> _What this exercise asks_:
[A] Answer these questions from the chronic pain text:
(i) How long does chronic pain last?
(ii) How many people have chronic pain?
(iii) Which parts of the body are named as places where muscle tension keeps us braced?
[B] Update the chronic pain text by writing out the stretch from "Chronic pain is" through "injury has healed." with "staggering" replaced by "striking".

[Page extract — start]

The Trauma of Chronic Pain

What is Chronic, Physical Pain?

Chronic pain is a sensory experience that lasts longer than 6 months. More than 100 million people have chronic pain. It is a staggering number.  When pain signals chronically over-fire, neural pathways are established that remain intact long after a body has healed from an injury. Pain becomes a pattern, or a habit, of the brain even if the injury has healed.

Our Mind and Body Act As One–They Are a Unit

Habitual pain signals, emotions of fear of pain, anger, anxiety, helplessness, avoidance behaviors, our thoughts, beliefs, life stressors, unresolved trauma held in our body, muscle tension that keep us braced (such as in our neck and back) in a protective response, the hyper-arousal of our nervous system can all be interpreted by the brain as dangerous, unconsciously locking us in a feedback loop, creating a pain cycle. Gradually our nervous system becomes chronically overstimulated and hypersensitive. The smallest touch, sound, sensation, or memory can be linked to feeling pain. Or we develop wide-spread physical pain or increased food sensitivities and digestive problems.

[Page extract — finish]
[Record excerpts — start]

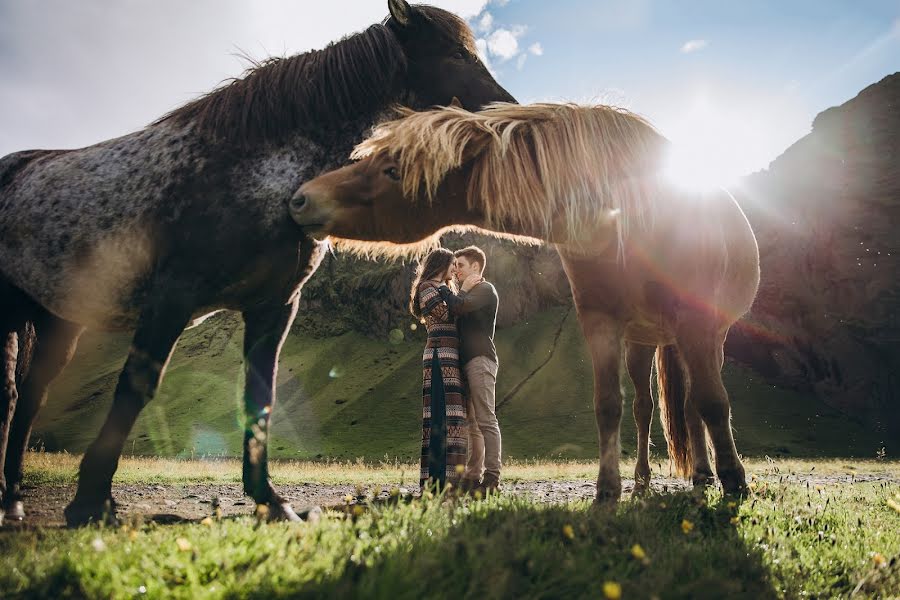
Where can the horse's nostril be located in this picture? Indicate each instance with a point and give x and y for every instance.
(298, 202)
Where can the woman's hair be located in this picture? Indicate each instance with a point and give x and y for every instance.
(436, 263)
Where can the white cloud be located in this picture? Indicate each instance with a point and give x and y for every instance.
(693, 46)
(485, 22)
(503, 44)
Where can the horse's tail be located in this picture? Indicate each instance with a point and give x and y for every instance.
(27, 339)
(672, 386)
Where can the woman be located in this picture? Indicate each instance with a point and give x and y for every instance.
(444, 436)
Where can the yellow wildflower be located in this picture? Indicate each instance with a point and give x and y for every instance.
(894, 505)
(612, 590)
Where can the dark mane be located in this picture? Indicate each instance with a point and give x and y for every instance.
(308, 92)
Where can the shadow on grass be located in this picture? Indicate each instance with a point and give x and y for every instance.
(670, 546)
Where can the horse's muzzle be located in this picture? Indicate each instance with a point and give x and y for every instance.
(305, 214)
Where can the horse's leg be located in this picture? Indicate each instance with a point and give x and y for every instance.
(264, 334)
(639, 361)
(160, 324)
(603, 337)
(9, 393)
(701, 345)
(702, 473)
(54, 346)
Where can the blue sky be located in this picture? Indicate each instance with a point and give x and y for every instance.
(732, 83)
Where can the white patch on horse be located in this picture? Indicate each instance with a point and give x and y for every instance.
(100, 287)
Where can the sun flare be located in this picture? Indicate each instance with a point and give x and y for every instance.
(715, 142)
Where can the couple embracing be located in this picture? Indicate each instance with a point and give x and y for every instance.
(460, 433)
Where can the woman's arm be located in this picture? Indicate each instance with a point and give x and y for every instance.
(431, 302)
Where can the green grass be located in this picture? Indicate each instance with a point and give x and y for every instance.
(788, 540)
(352, 396)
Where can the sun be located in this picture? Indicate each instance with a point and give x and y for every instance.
(696, 166)
(713, 144)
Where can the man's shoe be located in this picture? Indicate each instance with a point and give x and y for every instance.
(490, 484)
(468, 486)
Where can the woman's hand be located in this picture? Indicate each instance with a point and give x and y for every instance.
(471, 281)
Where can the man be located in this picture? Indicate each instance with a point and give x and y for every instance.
(476, 307)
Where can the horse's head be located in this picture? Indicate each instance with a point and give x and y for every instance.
(441, 58)
(365, 201)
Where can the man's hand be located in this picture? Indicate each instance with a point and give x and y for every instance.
(471, 281)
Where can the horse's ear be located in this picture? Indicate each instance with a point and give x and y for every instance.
(401, 11)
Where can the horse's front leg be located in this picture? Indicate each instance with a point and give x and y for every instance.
(160, 324)
(264, 334)
(603, 335)
(639, 362)
(54, 345)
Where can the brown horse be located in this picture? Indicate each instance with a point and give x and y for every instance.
(664, 270)
(154, 230)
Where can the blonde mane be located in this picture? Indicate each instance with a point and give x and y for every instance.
(546, 169)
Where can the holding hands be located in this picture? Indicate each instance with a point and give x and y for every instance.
(471, 281)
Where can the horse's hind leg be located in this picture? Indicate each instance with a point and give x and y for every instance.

[Record excerpts — finish]

> _Results_:
[A]
(i) Longer than 6 months.
(ii) More than 100 million.
(iii) The neck and back.

[B]
Chronic pain is a sensory experience that lasts longer than 6 months. More than 100 million people have chronic pain. It is a striking number.  When pain signals chronically over-fire, neural pathways are established that remain intact long after a body has healed from an injury. Pain becomes a pattern, or a habit, of the brain even if the injury has healed.